_Problem 1_. Translate this sentence from the Eva restaurant review below into Spanish: "The food was tasty and the kind you would expect at home, swiveling on big platters around the lazy Susan."
_Problem 2_.
Answer these questions using the Eva restaurant review below:
(a) What does Gold tout himself as?
(b) Where did the writer learn in advance what the Sunday dinner would include?
(c) What was the entire cost of the meal per person?
_Problem 3_. From the Eva restaurant review below, quote the passage from "While we ate" to "feels like home.".

_Text extract_.
'''

According to his website, “Memories are made when we come together, share a bottle of wine and a couple of stories. Add to this a thoughtfully prepared meal and the memories become unforgettable. This is what inspires us at Eva.”
While we ate at the restaurant Gold made a point to frequently leave the exposed kitchen to warmly walk the room and converse with just about every customer, most of which he seemed to know by name, furthering my notion that eaters love it when they find a dining room that truly feels like home.
Although he touts himself as a Jew in a cowboy hat (with a ten gallon personality to match), on this particular Sunday he was chapeau-less and calling himself Jewish-Italiano in honor of the special menu he had created for us. Oftentimes you don’t even know what Eva will serve on Sunday until you show up but I had discovered earlier on Facebook that dinner would include chopped salad, shrimp scampi, veal and potato, lemon bars with Italian meringue and wine.
Lemon bars that passed the "tongue-smarting" test, addictive and tart
The food was tasty and the kind you would expect at home, swiveling on big platters around the lazy Susan. The wine (of which four kinds were offered in unlimited pours that the waiter constantly filled the glasses with when empty) flowed freely even though the entire cost of the meal was only $39 per person. If I lived in the neighborhood, I might make it a habit but for now it is definitely up there in the memorable moments category for me.

'''

_Extracted information_.
'''

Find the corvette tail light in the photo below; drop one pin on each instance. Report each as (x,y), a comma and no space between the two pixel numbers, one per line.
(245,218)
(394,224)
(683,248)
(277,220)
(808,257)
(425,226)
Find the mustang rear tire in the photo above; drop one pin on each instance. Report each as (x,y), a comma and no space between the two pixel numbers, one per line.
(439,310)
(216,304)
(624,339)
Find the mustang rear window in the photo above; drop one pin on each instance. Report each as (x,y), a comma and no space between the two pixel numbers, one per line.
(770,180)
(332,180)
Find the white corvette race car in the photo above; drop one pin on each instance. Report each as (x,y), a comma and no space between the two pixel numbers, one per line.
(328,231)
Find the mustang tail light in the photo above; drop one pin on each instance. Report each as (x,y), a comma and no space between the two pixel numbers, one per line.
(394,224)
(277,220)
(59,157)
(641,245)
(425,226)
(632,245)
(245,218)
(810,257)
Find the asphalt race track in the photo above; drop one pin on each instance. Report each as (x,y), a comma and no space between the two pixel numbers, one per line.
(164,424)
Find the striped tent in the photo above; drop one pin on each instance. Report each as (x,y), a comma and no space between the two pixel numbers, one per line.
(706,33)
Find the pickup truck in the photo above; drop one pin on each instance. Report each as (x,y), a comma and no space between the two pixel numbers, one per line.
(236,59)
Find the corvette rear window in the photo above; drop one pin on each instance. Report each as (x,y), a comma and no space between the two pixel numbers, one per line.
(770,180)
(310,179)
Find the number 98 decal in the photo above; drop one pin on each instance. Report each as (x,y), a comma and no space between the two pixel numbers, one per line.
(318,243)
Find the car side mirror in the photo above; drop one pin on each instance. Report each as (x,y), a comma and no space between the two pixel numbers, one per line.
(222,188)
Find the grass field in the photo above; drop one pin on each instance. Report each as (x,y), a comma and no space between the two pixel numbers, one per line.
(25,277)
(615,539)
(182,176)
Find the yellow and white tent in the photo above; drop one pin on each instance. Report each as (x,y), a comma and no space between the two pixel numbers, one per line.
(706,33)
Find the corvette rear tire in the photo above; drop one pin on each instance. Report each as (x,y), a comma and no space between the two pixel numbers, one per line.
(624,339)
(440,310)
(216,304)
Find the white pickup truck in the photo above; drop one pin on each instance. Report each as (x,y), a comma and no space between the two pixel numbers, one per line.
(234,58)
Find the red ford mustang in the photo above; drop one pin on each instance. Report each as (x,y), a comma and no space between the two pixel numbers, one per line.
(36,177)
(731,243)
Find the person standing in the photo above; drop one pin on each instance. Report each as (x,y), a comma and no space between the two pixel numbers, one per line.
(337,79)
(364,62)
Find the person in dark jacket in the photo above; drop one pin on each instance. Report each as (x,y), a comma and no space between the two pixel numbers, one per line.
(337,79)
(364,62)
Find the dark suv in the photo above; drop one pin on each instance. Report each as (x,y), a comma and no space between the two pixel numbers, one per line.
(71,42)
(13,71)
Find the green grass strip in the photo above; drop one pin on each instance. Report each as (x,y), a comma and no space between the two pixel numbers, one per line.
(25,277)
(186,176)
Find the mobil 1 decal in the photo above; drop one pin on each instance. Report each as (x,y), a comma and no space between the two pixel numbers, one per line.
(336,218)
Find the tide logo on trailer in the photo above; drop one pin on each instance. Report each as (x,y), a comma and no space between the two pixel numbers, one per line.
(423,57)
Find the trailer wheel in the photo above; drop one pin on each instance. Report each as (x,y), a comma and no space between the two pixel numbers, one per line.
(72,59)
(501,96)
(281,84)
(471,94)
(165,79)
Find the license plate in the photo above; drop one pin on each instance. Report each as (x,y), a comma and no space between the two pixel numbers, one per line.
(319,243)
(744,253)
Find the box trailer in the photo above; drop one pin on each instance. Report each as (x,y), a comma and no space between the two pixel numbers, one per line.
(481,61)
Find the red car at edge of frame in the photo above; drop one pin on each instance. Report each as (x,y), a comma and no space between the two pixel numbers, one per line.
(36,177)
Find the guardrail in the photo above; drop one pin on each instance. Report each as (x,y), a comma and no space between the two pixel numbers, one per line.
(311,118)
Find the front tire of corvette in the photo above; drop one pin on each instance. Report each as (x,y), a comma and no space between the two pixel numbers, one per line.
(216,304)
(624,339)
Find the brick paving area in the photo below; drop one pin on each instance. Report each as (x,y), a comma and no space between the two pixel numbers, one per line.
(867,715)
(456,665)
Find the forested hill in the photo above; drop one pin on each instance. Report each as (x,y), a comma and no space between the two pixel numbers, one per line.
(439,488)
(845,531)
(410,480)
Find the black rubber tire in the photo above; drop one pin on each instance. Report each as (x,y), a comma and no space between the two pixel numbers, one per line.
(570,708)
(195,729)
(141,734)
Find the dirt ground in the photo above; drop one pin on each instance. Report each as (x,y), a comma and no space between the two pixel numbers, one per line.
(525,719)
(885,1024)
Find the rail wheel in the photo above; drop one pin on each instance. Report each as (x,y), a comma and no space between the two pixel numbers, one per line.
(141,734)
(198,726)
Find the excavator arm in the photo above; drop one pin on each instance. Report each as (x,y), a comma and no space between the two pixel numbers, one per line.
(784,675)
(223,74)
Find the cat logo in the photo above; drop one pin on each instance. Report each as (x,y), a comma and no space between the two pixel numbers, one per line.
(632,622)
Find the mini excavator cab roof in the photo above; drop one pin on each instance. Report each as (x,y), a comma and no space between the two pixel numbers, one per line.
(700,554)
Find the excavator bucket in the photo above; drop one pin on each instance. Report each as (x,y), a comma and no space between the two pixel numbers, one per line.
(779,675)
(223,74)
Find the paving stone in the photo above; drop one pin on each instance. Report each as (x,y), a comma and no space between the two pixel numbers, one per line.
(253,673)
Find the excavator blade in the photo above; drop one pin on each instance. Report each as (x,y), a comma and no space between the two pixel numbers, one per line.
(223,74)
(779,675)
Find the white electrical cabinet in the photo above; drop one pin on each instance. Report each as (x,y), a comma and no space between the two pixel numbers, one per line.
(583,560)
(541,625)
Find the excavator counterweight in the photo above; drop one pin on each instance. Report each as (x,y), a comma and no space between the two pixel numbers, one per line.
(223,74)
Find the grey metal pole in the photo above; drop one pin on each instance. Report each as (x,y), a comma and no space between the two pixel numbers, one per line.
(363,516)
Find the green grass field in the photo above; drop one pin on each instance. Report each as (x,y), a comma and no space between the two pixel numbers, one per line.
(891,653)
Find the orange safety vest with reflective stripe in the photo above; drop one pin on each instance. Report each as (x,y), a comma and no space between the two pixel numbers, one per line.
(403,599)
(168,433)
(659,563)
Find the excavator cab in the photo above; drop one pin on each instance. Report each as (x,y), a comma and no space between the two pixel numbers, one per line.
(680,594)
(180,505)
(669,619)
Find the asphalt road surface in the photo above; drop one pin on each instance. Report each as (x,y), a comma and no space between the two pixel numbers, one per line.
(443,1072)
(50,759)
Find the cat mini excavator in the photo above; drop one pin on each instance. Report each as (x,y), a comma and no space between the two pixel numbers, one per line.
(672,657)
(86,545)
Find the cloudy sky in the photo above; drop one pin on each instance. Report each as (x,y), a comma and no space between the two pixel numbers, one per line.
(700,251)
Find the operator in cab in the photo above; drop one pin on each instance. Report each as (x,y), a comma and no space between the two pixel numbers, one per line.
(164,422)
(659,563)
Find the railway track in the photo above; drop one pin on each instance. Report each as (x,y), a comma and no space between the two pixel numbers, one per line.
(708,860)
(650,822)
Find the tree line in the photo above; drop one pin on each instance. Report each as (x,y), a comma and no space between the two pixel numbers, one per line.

'''

_Correct result 1_. La comida era sabrosa y del tipo que esperarías en casa, girando en grandes fuentes alrededor de la bandeja giratoria.

_Correct result 2_.
(a) A Jew in a cowboy hat
(b) On Facebook
(c) $39

_Correct result 3_.
While we ate at the restaurant Gold made a point to frequently leave the exposed kitchen to warmly walk the room and converse with just about every customer, most of which he seemed to know by name, furthering my notion that eaters love it when they find a dining room that truly feels like home.